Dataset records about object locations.
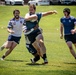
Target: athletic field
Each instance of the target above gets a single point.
(61, 62)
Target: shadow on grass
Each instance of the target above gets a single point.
(35, 64)
(17, 60)
(70, 63)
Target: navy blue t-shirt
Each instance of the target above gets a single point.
(68, 23)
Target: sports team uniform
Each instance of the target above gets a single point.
(31, 33)
(16, 26)
(69, 24)
(31, 25)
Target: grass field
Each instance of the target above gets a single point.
(18, 62)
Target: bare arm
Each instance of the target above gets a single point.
(31, 17)
(61, 31)
(49, 13)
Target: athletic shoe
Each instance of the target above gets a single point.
(32, 60)
(2, 59)
(1, 48)
(45, 62)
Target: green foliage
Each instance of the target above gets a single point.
(18, 62)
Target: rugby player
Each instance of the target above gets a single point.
(36, 37)
(68, 24)
(15, 29)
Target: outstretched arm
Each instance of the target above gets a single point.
(49, 13)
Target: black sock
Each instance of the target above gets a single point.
(44, 56)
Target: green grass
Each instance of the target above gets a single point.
(18, 62)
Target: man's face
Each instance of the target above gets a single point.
(16, 15)
(65, 14)
(31, 10)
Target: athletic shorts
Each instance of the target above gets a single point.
(14, 38)
(71, 37)
(31, 49)
(32, 36)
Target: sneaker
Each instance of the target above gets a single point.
(45, 62)
(1, 48)
(32, 60)
(2, 59)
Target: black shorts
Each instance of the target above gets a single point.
(14, 38)
(31, 49)
(32, 36)
(71, 37)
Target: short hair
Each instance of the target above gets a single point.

Exercise.
Write out exactly the lines starting with the one that holds "Target: green foliage" and running through the last line above.

Task result.
Target: green foliage
Each instance of the target above gets a single point.
(18, 62)
Target: rugby player
Each instance of the target above gets a single point.
(36, 37)
(68, 24)
(15, 29)
Target: outstretched arm
Each instance of the target above gets a single point.
(49, 13)
Target: black sock
Each instance of the target above gets a single point.
(44, 56)
Target: green grass
Each instance of the target above gets a single point.
(18, 62)
Target: man's face
Each instance of the target above gets a single point.
(16, 15)
(65, 14)
(31, 10)
Target: athletic shorts
Each instance of the target above gets a single point.
(14, 38)
(71, 37)
(31, 49)
(32, 36)
Target: sneaker
Each instance of the target above gets a single point.
(45, 62)
(1, 48)
(32, 60)
(2, 59)
Target: black shorts
Each instance of the target above gets a single point.
(14, 38)
(31, 49)
(32, 36)
(71, 37)
Target: short hair
Each instance of the target above gets a single point.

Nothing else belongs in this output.